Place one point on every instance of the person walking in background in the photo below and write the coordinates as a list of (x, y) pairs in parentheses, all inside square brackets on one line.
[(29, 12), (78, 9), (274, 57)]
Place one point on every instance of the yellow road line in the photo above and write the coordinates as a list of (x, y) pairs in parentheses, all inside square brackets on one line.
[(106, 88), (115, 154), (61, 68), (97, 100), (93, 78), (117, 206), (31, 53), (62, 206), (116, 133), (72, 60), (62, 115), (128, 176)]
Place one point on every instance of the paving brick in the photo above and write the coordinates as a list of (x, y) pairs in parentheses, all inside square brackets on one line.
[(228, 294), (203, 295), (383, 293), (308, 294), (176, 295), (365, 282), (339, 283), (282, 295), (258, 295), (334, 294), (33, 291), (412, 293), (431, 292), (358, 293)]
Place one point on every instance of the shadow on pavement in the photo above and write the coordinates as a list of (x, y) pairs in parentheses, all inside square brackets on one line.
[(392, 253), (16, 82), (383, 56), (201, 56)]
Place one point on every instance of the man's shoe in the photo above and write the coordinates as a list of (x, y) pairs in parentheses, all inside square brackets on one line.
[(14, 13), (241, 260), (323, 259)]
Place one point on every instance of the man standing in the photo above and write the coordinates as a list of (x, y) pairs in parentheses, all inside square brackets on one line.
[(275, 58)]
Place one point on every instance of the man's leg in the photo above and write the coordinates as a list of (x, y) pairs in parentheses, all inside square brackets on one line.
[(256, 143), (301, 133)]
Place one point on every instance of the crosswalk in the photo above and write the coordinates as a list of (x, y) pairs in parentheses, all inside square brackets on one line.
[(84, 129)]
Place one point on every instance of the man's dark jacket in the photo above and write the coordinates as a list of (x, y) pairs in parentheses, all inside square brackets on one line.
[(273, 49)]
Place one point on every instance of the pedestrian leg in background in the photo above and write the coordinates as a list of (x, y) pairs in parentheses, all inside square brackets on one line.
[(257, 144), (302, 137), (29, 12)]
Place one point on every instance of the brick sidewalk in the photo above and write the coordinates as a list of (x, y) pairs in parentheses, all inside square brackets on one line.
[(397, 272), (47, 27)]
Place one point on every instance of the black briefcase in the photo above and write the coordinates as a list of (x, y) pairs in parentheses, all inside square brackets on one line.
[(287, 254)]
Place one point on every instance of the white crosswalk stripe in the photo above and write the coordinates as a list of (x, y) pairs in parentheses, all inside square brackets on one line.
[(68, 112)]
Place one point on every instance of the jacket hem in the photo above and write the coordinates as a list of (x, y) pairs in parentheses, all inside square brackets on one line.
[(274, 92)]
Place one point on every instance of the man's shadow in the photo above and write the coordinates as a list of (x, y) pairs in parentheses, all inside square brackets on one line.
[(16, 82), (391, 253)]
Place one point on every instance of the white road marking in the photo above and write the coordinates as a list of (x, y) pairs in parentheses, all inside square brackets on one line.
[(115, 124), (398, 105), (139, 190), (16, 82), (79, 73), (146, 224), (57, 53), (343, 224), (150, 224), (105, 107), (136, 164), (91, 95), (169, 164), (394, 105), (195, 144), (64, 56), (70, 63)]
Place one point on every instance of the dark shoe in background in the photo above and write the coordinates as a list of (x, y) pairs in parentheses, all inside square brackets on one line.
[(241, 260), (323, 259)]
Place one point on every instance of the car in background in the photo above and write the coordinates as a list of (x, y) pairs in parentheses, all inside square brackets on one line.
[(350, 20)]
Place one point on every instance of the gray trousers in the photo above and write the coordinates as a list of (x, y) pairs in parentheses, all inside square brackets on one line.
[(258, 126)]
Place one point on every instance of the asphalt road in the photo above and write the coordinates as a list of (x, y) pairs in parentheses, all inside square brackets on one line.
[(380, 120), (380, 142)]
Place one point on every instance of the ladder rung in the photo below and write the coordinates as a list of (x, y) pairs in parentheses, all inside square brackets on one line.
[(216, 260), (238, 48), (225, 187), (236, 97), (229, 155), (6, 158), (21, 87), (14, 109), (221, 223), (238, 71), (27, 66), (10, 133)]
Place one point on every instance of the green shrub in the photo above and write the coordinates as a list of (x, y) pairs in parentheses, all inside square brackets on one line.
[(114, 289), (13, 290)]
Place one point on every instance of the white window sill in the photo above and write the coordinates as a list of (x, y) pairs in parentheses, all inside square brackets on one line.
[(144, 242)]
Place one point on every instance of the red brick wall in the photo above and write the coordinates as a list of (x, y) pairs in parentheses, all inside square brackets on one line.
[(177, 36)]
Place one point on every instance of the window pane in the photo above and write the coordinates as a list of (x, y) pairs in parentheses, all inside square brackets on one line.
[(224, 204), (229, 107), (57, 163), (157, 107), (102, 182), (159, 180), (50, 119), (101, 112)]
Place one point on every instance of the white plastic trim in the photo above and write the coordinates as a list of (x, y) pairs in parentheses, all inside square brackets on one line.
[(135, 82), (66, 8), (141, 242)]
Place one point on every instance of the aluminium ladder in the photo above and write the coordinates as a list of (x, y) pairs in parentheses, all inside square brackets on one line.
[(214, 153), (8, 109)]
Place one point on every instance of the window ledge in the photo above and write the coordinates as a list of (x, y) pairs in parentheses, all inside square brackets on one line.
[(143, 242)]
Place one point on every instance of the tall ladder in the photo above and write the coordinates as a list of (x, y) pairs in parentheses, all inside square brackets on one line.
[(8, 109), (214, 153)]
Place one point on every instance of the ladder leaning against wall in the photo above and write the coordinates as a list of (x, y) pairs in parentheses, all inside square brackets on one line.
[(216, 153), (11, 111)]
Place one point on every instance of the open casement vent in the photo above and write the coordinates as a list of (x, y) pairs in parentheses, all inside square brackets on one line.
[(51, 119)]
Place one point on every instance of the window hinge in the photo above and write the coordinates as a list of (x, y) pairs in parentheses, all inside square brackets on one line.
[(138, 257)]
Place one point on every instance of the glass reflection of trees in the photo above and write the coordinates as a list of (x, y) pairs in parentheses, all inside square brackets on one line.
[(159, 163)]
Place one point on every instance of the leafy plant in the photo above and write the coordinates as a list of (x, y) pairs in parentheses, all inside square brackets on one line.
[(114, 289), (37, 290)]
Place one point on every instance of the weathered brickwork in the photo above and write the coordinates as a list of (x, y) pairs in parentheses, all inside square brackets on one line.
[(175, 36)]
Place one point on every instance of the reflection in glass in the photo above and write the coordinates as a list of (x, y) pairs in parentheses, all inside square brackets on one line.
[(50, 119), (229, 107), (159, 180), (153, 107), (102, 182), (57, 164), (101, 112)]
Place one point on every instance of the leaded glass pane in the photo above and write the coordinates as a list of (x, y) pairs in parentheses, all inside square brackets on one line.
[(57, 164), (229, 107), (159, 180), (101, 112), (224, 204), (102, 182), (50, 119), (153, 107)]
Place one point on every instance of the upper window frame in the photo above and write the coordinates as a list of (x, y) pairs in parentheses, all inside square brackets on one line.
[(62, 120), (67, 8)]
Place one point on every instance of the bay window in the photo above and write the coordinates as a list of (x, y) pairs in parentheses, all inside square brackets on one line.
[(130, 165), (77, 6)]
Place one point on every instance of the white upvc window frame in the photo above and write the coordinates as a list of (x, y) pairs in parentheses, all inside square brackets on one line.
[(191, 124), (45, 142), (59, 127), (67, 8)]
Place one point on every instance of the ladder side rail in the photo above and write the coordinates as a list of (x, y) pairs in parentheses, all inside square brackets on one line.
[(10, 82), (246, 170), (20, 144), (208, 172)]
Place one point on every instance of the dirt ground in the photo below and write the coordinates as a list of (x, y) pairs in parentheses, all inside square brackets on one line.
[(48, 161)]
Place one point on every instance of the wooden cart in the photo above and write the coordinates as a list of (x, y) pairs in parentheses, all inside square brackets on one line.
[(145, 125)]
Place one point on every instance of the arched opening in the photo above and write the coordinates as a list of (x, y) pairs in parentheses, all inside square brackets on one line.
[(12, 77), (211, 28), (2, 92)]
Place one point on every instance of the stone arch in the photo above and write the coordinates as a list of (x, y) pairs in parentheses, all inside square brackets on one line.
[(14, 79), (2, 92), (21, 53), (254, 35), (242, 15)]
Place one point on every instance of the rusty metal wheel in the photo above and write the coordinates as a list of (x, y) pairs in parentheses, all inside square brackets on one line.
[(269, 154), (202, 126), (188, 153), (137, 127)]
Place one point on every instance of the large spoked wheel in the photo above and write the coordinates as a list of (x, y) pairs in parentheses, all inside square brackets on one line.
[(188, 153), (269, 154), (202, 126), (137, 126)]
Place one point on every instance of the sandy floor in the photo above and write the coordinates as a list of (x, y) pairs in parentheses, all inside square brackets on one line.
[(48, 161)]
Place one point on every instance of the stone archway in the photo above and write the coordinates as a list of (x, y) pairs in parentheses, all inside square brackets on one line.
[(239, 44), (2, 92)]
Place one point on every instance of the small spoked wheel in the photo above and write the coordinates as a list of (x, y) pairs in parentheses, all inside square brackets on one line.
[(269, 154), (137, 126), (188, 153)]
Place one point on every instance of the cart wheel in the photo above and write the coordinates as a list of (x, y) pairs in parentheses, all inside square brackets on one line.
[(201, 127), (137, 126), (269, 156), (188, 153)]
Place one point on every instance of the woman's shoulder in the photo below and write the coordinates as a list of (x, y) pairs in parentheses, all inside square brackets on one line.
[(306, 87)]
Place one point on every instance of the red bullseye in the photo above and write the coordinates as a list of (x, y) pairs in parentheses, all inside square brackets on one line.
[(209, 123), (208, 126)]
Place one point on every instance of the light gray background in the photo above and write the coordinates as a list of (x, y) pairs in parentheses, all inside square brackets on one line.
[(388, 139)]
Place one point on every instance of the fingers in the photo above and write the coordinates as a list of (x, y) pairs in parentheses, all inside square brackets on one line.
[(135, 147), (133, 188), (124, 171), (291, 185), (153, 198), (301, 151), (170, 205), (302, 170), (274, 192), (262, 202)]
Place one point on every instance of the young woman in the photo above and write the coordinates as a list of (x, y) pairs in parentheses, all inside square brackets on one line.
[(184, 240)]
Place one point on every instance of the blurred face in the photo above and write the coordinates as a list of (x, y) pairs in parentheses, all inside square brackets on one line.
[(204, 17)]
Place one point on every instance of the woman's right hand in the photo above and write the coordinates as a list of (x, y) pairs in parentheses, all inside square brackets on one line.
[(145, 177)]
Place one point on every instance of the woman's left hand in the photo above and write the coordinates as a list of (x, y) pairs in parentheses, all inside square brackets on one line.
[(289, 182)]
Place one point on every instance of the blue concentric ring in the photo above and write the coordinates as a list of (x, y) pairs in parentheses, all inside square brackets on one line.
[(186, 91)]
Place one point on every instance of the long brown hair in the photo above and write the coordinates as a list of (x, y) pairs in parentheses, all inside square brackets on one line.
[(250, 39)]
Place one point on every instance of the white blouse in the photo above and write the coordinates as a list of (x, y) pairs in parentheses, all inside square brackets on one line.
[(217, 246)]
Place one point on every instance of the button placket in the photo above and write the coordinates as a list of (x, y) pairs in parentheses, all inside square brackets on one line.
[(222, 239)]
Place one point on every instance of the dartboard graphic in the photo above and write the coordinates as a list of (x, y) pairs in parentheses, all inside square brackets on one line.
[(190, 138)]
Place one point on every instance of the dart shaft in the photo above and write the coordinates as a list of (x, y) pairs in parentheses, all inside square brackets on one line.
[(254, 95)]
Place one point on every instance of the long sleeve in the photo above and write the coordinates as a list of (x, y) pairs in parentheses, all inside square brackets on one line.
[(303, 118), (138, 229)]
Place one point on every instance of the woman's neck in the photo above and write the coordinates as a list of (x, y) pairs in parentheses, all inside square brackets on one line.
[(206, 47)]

- [YOUR INSTRUCTIONS]
Output the lines from the one with "Place one point on every instance of the dart shaft" through the end of the records above, exactly, including both ends, and nothing besides.

- [EXERCISE ANSWER]
Place one point on every instance of the dart shaft in the photo above and write the coordinates as a list of (x, y) pairs in parentheses, all inside square brackets on one line.
[(254, 95)]
Place one point on every instance of the long sleeve in the photo above and write the coordinates as a list of (x, y) pairs in parentheses, all inside square brackets on one line.
[(303, 118), (138, 229)]
Place one point on every instance of the woman's neck in the photo above and write the coordinates as a list of (x, y) pairs in parentheses, all inside square brackets on one line.
[(206, 47)]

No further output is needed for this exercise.